§ Brief: Output every line below exactly.

[Natural-language object grounding data]
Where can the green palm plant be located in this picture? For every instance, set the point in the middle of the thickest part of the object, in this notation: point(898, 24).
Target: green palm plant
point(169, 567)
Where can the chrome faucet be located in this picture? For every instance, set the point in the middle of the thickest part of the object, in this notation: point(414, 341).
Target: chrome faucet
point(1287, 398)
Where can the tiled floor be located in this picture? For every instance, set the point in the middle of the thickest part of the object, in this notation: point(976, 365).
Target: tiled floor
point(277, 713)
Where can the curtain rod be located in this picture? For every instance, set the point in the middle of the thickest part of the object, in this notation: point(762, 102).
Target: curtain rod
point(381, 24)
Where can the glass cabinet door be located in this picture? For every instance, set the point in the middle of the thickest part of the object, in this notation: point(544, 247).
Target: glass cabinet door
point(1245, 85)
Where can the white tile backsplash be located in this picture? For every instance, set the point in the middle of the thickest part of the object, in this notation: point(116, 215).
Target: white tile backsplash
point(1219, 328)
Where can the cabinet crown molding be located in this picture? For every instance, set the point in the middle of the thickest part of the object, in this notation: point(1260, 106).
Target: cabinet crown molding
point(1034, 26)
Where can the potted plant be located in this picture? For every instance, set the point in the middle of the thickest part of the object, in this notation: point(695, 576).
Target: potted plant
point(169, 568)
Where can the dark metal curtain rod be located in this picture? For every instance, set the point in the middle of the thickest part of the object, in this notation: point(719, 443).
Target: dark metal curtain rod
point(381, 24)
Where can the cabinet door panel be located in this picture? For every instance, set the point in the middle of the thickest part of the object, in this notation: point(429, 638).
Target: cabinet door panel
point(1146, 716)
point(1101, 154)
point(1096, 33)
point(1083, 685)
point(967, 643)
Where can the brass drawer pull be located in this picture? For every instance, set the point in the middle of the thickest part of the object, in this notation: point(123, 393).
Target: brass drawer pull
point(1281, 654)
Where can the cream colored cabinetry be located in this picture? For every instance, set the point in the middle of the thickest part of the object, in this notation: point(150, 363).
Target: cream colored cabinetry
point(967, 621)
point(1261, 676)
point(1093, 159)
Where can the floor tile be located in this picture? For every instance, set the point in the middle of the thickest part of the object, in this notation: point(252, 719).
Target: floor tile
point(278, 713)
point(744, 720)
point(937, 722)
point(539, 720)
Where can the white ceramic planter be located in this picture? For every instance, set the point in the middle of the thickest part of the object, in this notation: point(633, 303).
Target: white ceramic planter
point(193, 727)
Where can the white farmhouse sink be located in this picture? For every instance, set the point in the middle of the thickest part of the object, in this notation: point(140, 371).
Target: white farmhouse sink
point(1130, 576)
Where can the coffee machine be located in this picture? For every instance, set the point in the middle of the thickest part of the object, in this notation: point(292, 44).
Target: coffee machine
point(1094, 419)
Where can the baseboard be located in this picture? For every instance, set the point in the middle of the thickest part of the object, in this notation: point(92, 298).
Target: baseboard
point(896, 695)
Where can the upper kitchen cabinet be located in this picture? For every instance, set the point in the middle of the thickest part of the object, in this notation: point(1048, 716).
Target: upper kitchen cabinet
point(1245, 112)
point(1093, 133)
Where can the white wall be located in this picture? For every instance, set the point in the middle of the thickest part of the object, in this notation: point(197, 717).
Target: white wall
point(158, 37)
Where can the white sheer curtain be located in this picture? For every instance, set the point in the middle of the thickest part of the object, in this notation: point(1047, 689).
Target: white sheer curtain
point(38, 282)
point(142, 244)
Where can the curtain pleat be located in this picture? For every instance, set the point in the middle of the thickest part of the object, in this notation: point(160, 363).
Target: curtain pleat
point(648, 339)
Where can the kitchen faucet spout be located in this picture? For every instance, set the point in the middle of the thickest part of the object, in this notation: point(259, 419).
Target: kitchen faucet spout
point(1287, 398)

§ Output:
Where can the green palm plant be located in this picture? For every instance, set the point in the middle of the thickest part of the object, in this notation: point(898, 24).
Target: green palm plant
point(169, 567)
Where can the chrome faucet be located in this picture? For every instance, set the point in the middle of the thickest part of the object, in this notation: point(414, 341).
Target: chrome faucet
point(1287, 398)
Where can the tiled floor be located in this picture? For every instance, set the point in the middle of the thickest part of the object, in this notation: point(976, 365).
Target: tiled floor
point(277, 713)
Where can the curtain rod be located in this picture? For every instance, set the point in the middle of the thickest part of the object, in this notation: point(762, 102).
Target: curtain rod
point(381, 24)
Where can the glass cabinet door be located in this picture? For every instance, set the point in the middle of the thickest part of the object, in this notation: point(544, 247).
Target: glass cabinet door
point(1245, 85)
Where can the white tile backsplash be located in this picture? For every instance, set the point in the middle of the thickest part of the object, in this notation: point(116, 215).
Target: white tile backsplash
point(1219, 328)
Where can the cabinet crown molding be located in this picture? For every instance, set the point in the middle of the thickest part of the object, in this notation: point(1260, 106).
Target: cabinet crown molding
point(1034, 26)
Where can the potted plant be located in this picture? For every instance, set the point in the middle of the thickest part of the object, in this notation: point(695, 576).
Target: potted plant
point(169, 568)
Where can the dark metal curtain rod be located in this picture? For every instance, set the point in the middle of the thickest part of the object, in this notation: point(719, 443).
Target: dark metal curtain rod
point(381, 24)
Where can the cabinet door panel be located in this picture? For every instance, set the point in the middle of the thickest part of the object, in this notation: point(429, 638).
Target: cabinet door panel
point(1146, 716)
point(1101, 154)
point(1096, 33)
point(1083, 685)
point(967, 643)
Where can the brass drawer pull be located in this picture? For every instance, set the point in the middle of the thickest part of the object, in this notation: point(123, 393).
Target: brass drawer pull
point(1281, 654)
Where can the cream colored cabinetry be located in this picture? For every instance, set the point in the middle of the thickest part of the object, in this notation: point(150, 363).
Target: cream colored cabinetry
point(967, 621)
point(1261, 676)
point(1093, 159)
Where can the floor tile be located in this picture? For every instance, set the point in the middle of the thickest part of the object, in this notation: point(252, 719).
Target: floor tile
point(278, 713)
point(744, 720)
point(937, 722)
point(539, 720)
Where can the white ceramic planter be located in this picture? For every instance, set the point in the middle of the thickest part of the object, in this notation: point(633, 303).
Target: white ceramic planter
point(193, 727)
Where can the white farmhouse sink be located in this picture? For every instance, set the point in the middle of the thickest part of the object, in this notation: point(140, 371).
Target: white farmhouse sink
point(1130, 576)
Where can the coffee machine be located in this picture? For every instance, set the point in the middle of the thickest part of the object, in this notation: point(292, 44).
Target: coffee machine
point(1094, 419)
Where can the baseboard be located in this picture? For every instance, set the point in the middle of the thickest part of the object, in this notation: point(92, 298).
Target: baseboard
point(896, 695)
Where can the upper kitchen cabinet be located in this picture? For every instance, set the point in the middle of the thickest part of the object, in this notation: point(1048, 716).
Target: upper kitchen cabinet
point(1245, 112)
point(1093, 133)
Where can the white wall be located in this picture? For every instance, set the point in the middle of the thickest part of the object, in this notation: point(197, 717).
Target: white wall
point(158, 37)
Where can the white sheer curtain be located in this picture? For every instance, set the point in the middle of the thickest part of the object, in this notation: point(1047, 689).
Target: white sheer curtain
point(38, 282)
point(142, 244)
Where can the curtain pleat be located in this picture? For every instance, set the point in the middle of the thickest part of the object, in this notation: point(160, 363).
Target: curtain pleat
point(648, 339)
Where can the kitchen faucet spout be located in this picture? For every instance, set the point in the middle of the thickest part of the object, in this notation: point(259, 419).
Target: kitchen faucet spout
point(1287, 398)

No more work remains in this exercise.